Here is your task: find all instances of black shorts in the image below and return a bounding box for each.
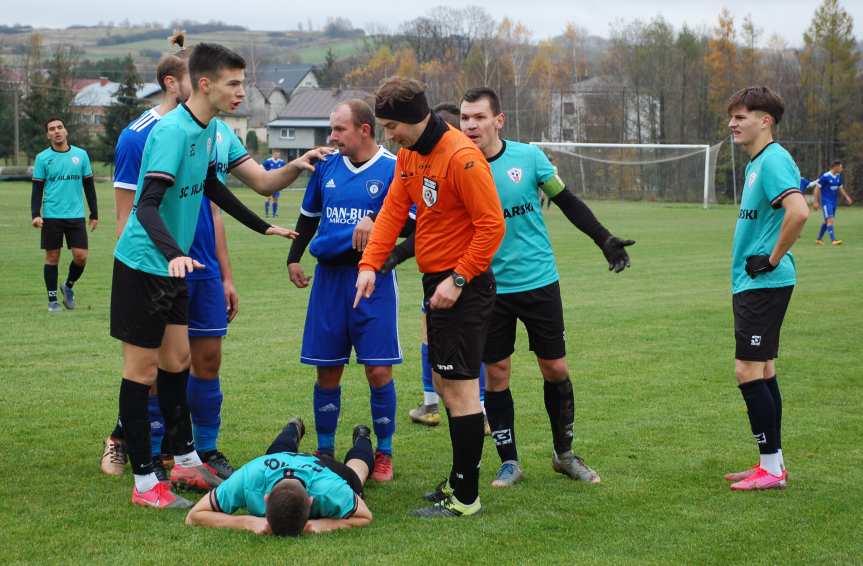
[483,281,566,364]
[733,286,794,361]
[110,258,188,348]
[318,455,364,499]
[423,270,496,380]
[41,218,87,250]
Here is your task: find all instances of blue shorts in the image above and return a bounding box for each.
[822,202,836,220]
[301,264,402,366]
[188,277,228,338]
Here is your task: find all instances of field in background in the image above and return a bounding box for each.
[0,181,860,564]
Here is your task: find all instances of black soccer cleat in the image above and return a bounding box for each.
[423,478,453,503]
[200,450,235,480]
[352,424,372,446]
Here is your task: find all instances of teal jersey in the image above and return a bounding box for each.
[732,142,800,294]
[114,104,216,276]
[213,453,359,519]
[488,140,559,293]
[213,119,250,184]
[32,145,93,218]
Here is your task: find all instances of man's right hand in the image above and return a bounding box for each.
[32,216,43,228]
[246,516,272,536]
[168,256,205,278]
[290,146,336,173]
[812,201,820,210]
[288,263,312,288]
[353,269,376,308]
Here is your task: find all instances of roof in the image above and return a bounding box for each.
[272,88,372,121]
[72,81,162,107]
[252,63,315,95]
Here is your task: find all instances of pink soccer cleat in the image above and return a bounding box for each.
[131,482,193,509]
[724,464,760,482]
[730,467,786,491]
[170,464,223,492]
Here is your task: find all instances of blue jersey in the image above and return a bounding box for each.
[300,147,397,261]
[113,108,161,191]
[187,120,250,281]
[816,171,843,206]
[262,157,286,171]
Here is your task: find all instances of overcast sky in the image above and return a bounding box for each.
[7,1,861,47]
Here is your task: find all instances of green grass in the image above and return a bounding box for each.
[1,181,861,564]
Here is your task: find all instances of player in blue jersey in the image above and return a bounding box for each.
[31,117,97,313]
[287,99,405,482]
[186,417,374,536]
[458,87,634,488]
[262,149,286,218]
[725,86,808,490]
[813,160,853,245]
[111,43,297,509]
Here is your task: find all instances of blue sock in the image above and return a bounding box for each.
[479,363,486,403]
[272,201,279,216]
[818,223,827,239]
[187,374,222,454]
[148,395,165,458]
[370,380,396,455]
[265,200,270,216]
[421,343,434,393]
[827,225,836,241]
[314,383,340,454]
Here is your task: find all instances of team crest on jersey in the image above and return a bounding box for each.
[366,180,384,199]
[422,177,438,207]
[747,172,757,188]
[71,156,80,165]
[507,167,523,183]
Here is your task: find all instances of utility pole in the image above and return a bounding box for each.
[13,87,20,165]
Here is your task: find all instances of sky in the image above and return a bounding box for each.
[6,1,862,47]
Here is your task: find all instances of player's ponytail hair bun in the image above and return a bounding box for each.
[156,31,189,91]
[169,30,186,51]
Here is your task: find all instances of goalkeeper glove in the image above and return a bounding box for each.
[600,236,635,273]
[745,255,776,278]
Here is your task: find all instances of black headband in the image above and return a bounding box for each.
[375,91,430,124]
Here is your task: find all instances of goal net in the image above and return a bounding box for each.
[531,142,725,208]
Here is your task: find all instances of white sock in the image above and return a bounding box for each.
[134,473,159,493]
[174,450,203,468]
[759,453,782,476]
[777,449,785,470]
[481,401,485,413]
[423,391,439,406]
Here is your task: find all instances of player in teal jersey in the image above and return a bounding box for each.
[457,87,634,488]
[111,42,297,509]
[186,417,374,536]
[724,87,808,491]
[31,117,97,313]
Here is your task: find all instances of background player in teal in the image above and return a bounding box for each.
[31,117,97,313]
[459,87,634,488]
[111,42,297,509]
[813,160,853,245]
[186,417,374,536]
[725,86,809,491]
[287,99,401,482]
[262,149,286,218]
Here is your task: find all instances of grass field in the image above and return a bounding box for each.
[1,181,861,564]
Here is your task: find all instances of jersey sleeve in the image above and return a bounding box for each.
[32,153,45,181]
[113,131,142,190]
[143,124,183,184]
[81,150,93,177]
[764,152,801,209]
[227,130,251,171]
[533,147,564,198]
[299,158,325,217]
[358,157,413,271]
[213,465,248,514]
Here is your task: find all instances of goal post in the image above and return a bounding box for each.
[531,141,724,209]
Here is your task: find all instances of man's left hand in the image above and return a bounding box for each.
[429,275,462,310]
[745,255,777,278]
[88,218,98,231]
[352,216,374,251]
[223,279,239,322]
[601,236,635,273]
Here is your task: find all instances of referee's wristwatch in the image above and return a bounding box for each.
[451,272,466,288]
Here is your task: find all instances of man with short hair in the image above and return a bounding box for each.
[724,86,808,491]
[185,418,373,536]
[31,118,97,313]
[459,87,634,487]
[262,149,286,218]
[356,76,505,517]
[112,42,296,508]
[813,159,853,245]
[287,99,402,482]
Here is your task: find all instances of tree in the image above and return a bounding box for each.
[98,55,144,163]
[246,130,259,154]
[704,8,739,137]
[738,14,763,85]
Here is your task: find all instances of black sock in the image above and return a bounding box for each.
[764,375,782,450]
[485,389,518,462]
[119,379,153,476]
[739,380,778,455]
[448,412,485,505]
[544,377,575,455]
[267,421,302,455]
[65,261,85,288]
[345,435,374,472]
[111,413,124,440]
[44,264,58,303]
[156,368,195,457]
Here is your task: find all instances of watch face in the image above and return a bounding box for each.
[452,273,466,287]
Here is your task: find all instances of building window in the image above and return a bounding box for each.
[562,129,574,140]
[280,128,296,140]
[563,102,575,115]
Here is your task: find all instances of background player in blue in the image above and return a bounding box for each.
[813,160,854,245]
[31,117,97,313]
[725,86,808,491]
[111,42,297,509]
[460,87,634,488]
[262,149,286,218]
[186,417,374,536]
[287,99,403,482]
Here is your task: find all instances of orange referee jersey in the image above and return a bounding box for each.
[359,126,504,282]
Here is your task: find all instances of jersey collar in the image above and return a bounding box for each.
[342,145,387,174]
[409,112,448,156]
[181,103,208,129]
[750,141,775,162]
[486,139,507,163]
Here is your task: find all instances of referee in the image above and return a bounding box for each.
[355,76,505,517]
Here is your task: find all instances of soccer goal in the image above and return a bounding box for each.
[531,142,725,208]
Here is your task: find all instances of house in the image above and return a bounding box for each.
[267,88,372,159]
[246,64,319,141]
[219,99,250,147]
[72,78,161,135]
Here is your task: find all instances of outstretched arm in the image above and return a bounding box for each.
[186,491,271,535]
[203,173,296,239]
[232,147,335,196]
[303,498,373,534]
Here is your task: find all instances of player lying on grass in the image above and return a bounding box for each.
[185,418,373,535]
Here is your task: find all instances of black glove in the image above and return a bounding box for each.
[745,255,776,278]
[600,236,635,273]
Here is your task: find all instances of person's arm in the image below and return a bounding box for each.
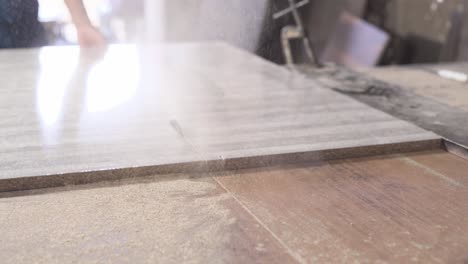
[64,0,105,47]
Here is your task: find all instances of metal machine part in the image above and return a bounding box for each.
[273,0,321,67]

···

In the data, the line that contains "Here is your task: find all instances of player lying" begins the part to write out; restate it and each line after it word for word through the end, with no pictures.

**Answer to this exercise:**
Here is your task: find all instances of player lying on grass in the image above and return a bounding box for each.
[185,418,373,535]
Here is your task: find all instances of black glove in the image above and return a bounding box for each.
[745,255,776,278]
[600,236,635,273]
Here is your task: find all instances of person's arm in the image below and return a bounding box for each.
[64,0,105,47]
Here is your task: find all instances of metal machine part in the image above and return a bounding box for each.
[273,0,321,67]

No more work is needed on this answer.